**EXCERPT**.
::::

I don’t know about you, but my tendency to procrastinate feels like a character flaw. And yet, no amount of moralizing with myself makes any difference. Feeling bad, in fact, only makes things worse. Perhaps that’s because—as Tim Pychyl, Associate Professor in Psychology at Carleton University argues—procrastination is not a moral failing so much as a coping mechanism for painful feelings, a psychological avoidance of tasks we fear for some reason: because we fear rejection or failure, or even the burdens of success.

Pychyl should know. He’s made studying procrastination the basis of his career and runs the 20-year-old Procrastination Research Group. Procrastination is a “puzzle,” he theorizes (the title of one of his books is Solving the Procrastination PuzzleA Concise Guide to Strategies for Change). Solving it involves understanding how its pieces work, including our beliefs about how it operates. Pychyl’s lecture above addresses graduate students charged with helping undergraduates who procrastinate, but its lessons apply to all of us. In his first slide, Pychyl outlines four typical beliefs about procrastination:

It’s me

It’s the task

It’s the way I think

It’s my lack of willpower

Pychyl wants to debunk these notions, but he also argues that procrastination is “something we seem to understand very well” in popular parlance. One of his slides shows a typical “successories”-type poster that reads, “Procrastination: hard work often pays off after time, but laziness always pays off now.” While Pychyl doesn’t use judgmental language like “laziness,” he does acknowledge that procrastination results from ideas about short- versus long-term gain. We want to feel good, right now, a drive common to everyone.

::::

**MATERIAL PROVIDED**.

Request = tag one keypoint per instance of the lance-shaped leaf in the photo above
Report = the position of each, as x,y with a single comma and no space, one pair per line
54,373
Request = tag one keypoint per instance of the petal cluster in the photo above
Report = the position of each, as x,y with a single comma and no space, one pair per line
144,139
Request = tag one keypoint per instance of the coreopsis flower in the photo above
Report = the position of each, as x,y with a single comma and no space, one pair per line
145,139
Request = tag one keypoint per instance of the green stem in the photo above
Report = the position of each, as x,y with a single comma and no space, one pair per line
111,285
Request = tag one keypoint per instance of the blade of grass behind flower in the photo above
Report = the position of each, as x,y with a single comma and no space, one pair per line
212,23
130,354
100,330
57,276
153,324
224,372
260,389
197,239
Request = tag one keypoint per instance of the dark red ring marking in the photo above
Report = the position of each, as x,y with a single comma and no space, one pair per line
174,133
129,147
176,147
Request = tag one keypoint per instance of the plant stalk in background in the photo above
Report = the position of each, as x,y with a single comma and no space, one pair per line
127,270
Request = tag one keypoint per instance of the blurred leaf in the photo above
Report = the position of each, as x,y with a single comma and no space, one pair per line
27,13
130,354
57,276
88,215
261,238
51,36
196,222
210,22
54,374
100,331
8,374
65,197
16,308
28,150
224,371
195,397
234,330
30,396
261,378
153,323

::::

**TO BE DONE**.
- 1) In the procrastination excerpt, how old is the research group that Pychyl runs?
- 2) Return everything in the procrastination excerpt from "It’s the way" down to "common to everyone.", copied word for word.

**RESPONSES TO THE TASKS**.
- 1) It is 20 years old.

- 2)
It’s the way I think

It’s my lack of willpower

Pychyl wants to debunk these notions, but he also argues that procrastination is “something we seem to understand very well” in popular parlance. One of his slides shows a typical “successories”-type poster that reads, “Procrastination: hard work often pays off after time, but laziness always pays off now.” While Pychyl doesn’t use judgmental language like “laziness,” he does acknowledge that procrastination results from ideas about short- versus long-term gain. We want to feel good, right now, a drive common to everyone.